#### STORED ROWS
________________________
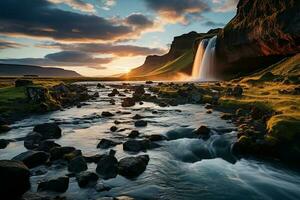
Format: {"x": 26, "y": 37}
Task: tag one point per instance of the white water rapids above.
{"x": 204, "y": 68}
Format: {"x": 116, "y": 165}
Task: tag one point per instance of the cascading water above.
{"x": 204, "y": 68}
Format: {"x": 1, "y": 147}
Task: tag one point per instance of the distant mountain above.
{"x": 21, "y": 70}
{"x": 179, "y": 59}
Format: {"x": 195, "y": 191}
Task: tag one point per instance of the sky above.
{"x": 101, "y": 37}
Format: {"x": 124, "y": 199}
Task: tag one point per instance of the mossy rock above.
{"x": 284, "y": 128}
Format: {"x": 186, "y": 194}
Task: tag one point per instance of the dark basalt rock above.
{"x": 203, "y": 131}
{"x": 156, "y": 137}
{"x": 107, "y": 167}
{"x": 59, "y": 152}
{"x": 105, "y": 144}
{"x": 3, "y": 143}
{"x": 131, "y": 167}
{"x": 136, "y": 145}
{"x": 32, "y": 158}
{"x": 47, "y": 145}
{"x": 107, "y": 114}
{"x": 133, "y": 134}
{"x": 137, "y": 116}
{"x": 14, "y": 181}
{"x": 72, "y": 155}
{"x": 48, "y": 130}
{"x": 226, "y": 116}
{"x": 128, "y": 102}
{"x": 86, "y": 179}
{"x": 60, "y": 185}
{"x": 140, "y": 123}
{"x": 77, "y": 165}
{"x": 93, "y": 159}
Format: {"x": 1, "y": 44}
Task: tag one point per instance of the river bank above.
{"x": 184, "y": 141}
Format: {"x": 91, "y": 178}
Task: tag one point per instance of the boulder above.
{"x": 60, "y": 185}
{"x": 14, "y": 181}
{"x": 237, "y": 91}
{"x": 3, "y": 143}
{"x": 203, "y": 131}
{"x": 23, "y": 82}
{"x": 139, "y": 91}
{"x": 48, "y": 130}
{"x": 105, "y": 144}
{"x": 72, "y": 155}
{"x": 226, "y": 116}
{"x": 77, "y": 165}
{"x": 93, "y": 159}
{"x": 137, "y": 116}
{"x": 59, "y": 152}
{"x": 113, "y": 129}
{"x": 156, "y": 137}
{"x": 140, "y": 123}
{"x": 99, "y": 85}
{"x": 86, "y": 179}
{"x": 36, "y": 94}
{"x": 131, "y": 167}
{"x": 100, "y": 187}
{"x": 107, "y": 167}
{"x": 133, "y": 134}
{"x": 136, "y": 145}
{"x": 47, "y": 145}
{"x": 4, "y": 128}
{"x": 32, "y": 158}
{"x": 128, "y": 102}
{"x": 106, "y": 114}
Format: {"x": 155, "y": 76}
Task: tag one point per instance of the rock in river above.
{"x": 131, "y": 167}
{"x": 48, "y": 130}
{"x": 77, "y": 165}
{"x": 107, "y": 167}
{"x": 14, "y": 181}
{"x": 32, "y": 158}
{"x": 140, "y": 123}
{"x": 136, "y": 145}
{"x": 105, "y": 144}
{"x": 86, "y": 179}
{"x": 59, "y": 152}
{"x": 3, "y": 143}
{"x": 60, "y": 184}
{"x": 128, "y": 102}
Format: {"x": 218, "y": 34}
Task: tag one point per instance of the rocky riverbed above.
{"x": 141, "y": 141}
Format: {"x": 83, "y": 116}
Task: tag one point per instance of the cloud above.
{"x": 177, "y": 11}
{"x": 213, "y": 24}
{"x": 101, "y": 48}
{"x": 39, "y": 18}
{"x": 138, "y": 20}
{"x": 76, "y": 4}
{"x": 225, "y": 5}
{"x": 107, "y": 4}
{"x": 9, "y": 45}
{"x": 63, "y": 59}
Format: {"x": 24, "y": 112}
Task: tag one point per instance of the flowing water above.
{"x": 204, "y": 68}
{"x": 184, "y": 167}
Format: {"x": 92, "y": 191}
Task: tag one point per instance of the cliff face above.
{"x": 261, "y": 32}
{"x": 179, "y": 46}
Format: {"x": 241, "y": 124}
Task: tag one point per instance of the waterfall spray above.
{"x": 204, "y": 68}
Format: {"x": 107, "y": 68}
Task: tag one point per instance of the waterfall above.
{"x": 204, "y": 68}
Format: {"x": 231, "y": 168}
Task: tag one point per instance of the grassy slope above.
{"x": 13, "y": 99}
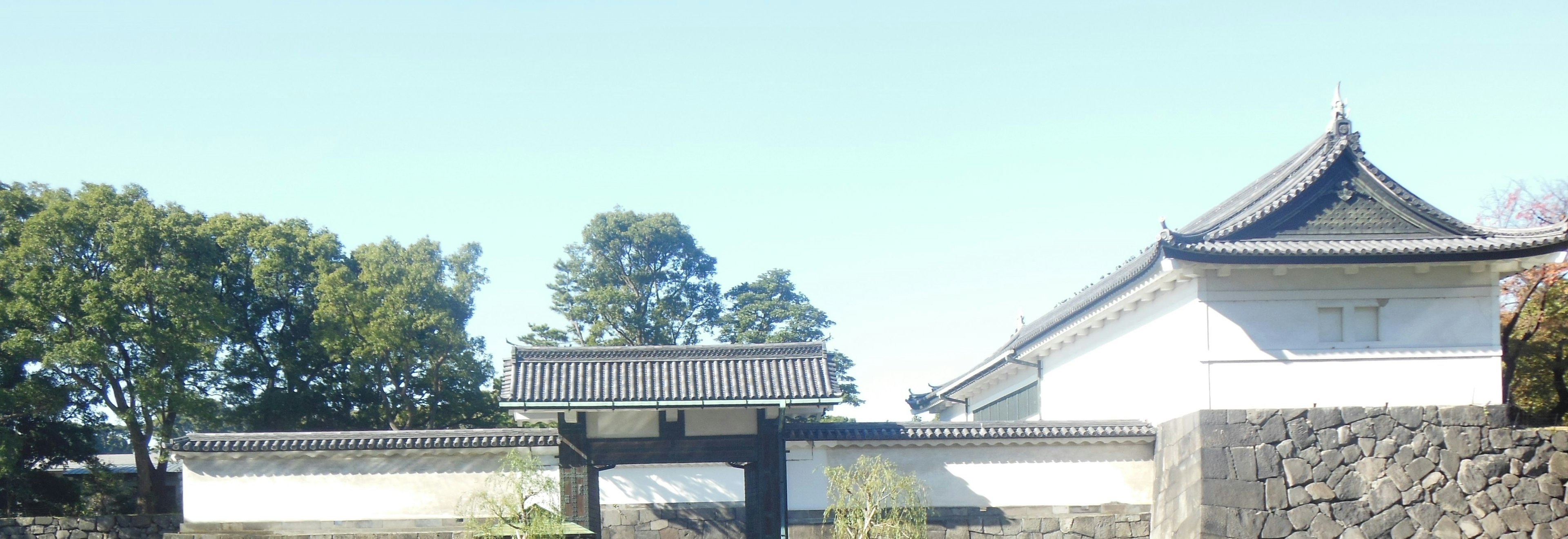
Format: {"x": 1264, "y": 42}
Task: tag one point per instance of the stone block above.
________________________
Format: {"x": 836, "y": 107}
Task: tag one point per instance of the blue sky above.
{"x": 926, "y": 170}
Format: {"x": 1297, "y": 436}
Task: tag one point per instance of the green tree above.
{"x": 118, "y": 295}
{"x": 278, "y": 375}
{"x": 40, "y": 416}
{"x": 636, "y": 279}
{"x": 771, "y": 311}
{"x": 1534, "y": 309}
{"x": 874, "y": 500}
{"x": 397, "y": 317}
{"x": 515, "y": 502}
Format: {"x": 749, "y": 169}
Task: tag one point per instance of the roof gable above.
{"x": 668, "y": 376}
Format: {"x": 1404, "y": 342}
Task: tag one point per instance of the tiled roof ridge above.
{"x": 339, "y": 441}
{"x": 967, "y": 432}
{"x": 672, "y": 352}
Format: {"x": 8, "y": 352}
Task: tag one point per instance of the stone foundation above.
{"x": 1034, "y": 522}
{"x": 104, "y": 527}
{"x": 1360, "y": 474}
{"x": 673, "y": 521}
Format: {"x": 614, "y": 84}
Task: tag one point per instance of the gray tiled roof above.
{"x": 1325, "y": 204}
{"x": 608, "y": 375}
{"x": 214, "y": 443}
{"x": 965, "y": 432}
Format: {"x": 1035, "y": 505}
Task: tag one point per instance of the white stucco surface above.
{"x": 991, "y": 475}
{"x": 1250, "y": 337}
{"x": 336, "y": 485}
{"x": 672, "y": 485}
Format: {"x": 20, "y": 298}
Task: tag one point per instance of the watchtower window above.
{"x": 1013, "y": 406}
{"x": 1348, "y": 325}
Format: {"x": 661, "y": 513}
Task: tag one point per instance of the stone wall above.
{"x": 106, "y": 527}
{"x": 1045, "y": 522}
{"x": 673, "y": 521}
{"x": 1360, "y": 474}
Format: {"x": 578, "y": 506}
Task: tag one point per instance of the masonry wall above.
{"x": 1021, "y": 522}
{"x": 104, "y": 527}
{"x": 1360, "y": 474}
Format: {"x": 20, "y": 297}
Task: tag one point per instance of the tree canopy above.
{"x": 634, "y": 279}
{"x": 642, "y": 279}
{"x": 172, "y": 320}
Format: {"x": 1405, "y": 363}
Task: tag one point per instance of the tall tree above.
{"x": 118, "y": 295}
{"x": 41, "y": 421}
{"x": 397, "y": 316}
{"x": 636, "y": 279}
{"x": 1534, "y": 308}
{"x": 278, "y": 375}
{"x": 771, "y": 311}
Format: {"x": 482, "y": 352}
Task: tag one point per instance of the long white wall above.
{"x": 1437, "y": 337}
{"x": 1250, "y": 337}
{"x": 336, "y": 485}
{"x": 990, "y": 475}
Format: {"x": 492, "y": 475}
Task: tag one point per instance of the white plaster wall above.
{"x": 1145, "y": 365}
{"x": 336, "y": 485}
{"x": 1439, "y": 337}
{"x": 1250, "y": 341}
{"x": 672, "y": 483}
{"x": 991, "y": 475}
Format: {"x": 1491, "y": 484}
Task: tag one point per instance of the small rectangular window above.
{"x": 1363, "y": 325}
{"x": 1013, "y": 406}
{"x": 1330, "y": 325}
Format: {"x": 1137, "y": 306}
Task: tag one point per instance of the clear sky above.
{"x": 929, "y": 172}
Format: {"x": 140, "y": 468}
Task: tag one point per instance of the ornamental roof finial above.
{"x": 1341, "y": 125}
________________________
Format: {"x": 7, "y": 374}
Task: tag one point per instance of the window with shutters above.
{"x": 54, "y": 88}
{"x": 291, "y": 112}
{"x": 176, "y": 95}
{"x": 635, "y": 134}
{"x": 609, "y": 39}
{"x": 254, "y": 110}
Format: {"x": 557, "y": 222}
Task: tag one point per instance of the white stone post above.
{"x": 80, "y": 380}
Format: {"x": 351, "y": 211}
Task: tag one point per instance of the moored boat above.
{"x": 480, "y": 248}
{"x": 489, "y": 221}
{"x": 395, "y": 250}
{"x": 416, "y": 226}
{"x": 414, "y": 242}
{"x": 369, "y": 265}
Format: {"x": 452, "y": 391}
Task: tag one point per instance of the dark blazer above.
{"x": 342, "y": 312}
________________________
Report how many lines of the records contain the word "tree". Give only the number.

3